Put every line of the entries below into a numbered list, leaving out any blank lines.

[start]

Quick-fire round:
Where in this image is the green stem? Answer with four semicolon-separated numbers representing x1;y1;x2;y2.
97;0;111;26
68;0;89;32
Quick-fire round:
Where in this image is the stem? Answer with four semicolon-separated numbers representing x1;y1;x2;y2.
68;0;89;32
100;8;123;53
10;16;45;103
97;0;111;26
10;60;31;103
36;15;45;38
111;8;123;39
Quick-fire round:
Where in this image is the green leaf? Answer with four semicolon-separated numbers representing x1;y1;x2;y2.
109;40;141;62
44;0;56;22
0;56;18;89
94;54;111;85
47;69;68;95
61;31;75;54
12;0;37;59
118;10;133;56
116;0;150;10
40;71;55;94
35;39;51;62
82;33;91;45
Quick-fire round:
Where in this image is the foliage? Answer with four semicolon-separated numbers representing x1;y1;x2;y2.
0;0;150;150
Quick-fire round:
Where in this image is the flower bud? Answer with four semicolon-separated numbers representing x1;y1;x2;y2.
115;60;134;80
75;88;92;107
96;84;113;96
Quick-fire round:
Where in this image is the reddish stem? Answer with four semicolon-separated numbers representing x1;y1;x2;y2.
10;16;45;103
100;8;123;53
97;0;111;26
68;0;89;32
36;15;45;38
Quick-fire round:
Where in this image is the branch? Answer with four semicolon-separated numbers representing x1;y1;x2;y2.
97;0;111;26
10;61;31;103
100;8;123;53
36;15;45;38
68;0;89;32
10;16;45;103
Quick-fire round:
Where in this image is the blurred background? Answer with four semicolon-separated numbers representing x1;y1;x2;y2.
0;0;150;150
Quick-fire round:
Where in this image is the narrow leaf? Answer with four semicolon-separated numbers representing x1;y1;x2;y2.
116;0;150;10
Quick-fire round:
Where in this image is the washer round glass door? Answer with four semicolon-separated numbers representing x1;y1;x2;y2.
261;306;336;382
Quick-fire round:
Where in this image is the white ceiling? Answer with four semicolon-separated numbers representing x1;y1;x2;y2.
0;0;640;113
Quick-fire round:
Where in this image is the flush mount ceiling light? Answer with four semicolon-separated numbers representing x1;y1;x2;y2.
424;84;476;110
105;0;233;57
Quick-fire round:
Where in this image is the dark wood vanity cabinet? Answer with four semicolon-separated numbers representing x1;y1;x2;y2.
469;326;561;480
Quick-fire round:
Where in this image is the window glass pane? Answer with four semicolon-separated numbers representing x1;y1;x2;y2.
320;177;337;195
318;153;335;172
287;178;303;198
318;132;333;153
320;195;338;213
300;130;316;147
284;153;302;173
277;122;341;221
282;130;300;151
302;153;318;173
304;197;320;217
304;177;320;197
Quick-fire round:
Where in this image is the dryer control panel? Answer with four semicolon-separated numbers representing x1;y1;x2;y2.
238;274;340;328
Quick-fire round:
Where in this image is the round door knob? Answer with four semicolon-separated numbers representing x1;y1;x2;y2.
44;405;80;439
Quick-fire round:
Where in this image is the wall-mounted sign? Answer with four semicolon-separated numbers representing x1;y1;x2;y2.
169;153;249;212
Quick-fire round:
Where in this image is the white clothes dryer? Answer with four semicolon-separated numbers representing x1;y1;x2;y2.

[end]

◆ Result for this exercise:
1. Quick-fire round:
2. Where in this image is the green stem? Answer with four semicolon-separated numbers representing x1;y1;x2;y2.
3. 97;0;111;26
4. 68;0;89;32
5. Quick-fire round:
6. Where in this image is the stem? Answer with four semicolon-separated numbers representing x1;y1;x2;y2.
7. 68;0;89;32
8. 100;8;123;53
9. 10;16;45;103
10. 97;0;111;26
11. 10;60;31;103
12. 36;15;45;38
13. 111;8;123;39
14. Quick-fire round:
15. Where in this image is the green leaf? Answer with four semicolon-separated numbers representing x1;y1;x2;y2.
16. 109;40;141;62
17. 44;0;56;22
18. 0;56;18;89
19. 94;54;111;85
20. 47;69;68;95
21. 61;31;75;54
22. 12;0;37;59
23. 118;10;133;56
24. 116;0;150;10
25. 40;71;55;94
26. 35;39;51;62
27. 82;33;91;45
28. Quick-fire round:
29. Where in this image is the foliage? Answer with four semicolon-separated numbers representing x1;y1;x2;y2.
30. 0;0;150;150
31. Quick-fire round:
32. Where in this image is the flower bud? Answer with four semicolon-separated numbers representing x1;y1;x2;y2.
33. 115;60;134;80
34. 75;88;92;107
35. 96;84;113;96
36. Quick-fire round:
37. Where in this image is the reddish stem? Answer with four semicolon-separated numbers representing x1;y1;x2;y2.
38. 10;16;45;103
39. 100;8;123;53
40. 97;0;111;26
41. 68;0;89;32
42. 36;15;45;38
43. Quick-fire round:
44. Where in this image is the branch? Answer with four semicolon-separated numbers representing x1;y1;x2;y2.
45. 97;0;111;26
46. 10;61;31;103
47. 100;8;123;53
48. 36;15;45;38
49. 68;0;89;32
50. 10;16;45;103
51. Quick-fire round:
52. Where in this image is the blurred background? Answer with four semicolon-separated numbers representing x1;y1;x2;y2.
53. 0;0;150;150
54. Quick-fire round:
55. Where in this image is the narrow leaf? Answer with four semicolon-separated numbers representing x1;y1;x2;y2.
56. 116;0;150;10
57. Quick-fire round:
58. Where in this image is the washer round glass door? Answer with four semicolon-separated numbers representing x1;y1;x2;y2.
59. 261;306;336;382
60. Quick-fire round:
61. Where in this image is the white ceiling? Answer with four semicolon-separated numbers representing x1;y1;x2;y2.
62. 0;0;640;113
63. Quick-fire round:
64. Where in this image is the flush mount ceiling light? Answer with four semicolon-separated numbers representing x1;y1;x2;y2.
65. 424;84;476;110
66. 105;0;233;57
67. Quick-fire round:
68. Where in this image is the dark wood vanity cabinet? Answer with four semicolon-separated numbers representing x1;y1;x2;y2.
69. 469;326;561;480
70. Quick-fire round:
71. Where in this image is the window glass pane? Answer with four semicolon-separated numbers representing x1;y1;x2;y2.
72. 320;177;337;195
73. 318;153;335;172
74. 287;178;303;198
75. 318;132;333;153
76. 320;195;338;213
77. 300;130;316;147
78. 284;153;302;173
79. 277;122;341;221
80. 282;130;300;151
81. 302;153;318;173
82. 304;197;320;217
83. 304;177;320;197
84. Quick-fire round:
85. Where in this image is the dryer control panel? Answer with four semicolon-separated numbers representing x1;y1;x2;y2.
86. 238;274;340;328
87. Quick-fire round:
88. Where in this image is the round door knob? Answer with four semicolon-separated numbers representing x1;y1;x2;y2.
89. 44;405;80;439
90. Quick-fire round:
91. Where in this image is the wall-mounted sign? Answer with four semicolon-separated numbers representing x1;y1;x2;y2.
92. 169;153;249;212
93. Quick-fire round:
94. Where in this image is the white clothes dryer? Answer with four semicolon-separated numbers representing x1;y1;x2;y2.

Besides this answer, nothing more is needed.